WORK REQUEST:
Gather all lines in the entries below that include the word "grassy".

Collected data
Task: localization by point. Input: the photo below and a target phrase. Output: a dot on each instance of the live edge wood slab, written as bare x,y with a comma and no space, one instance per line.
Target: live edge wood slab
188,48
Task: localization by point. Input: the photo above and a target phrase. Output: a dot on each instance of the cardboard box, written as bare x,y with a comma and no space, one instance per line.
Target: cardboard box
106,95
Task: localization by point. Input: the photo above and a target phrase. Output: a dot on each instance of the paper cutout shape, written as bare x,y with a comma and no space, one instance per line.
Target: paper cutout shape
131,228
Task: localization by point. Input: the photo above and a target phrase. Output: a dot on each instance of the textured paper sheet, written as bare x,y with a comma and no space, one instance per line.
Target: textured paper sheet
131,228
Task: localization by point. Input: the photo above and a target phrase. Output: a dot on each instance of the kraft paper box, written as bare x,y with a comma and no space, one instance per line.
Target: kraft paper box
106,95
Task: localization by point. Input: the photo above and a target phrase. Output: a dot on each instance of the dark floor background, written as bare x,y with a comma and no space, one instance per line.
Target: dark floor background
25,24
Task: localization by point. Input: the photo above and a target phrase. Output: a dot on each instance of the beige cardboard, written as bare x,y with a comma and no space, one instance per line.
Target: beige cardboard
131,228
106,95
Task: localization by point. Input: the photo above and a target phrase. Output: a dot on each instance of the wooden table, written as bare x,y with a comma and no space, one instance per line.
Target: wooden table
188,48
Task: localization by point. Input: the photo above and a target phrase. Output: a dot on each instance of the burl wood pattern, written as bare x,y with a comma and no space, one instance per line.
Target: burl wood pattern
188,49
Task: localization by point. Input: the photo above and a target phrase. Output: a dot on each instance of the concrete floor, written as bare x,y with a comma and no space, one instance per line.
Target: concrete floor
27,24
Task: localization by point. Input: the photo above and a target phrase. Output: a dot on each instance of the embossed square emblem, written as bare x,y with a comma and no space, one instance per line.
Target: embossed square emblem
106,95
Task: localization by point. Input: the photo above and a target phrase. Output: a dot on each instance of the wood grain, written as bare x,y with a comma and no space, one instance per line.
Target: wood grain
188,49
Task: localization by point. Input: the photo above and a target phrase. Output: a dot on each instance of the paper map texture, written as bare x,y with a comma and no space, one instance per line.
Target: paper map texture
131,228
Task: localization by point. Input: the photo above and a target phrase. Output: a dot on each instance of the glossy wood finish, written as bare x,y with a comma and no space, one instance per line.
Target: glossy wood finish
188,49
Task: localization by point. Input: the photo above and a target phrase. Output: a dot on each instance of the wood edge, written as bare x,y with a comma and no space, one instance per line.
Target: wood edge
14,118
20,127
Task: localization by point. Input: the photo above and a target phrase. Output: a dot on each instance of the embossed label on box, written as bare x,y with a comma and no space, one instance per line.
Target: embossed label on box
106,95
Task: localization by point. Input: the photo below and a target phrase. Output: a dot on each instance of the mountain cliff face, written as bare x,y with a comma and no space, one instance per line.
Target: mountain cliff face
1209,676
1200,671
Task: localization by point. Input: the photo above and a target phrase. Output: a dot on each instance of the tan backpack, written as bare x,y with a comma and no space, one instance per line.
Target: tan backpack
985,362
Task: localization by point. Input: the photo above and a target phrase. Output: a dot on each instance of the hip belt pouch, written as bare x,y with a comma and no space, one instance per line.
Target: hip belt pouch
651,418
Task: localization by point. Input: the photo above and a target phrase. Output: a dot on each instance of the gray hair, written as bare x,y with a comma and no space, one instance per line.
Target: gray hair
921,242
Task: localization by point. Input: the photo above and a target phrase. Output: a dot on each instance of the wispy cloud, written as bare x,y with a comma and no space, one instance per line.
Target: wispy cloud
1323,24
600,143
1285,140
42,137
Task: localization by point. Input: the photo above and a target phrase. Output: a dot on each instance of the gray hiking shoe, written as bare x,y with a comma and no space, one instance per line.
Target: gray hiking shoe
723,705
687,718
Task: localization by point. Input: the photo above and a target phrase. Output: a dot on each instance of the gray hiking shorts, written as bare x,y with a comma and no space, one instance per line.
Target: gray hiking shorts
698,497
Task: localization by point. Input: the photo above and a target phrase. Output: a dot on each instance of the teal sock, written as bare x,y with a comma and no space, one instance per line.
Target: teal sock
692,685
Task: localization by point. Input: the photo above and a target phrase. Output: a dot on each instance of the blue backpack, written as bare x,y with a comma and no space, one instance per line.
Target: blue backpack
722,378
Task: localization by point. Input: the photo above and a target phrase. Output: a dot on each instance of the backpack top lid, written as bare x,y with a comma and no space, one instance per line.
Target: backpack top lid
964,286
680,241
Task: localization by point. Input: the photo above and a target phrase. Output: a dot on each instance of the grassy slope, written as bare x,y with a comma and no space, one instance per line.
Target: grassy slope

WRITTEN RESPONSE:
Task: localization by point. Input: the photo above and a target phrase. Output: a dot on each instance of the grassy slope, written as bare x,y with a comma and no space, one instance per line.
Target: grassy slope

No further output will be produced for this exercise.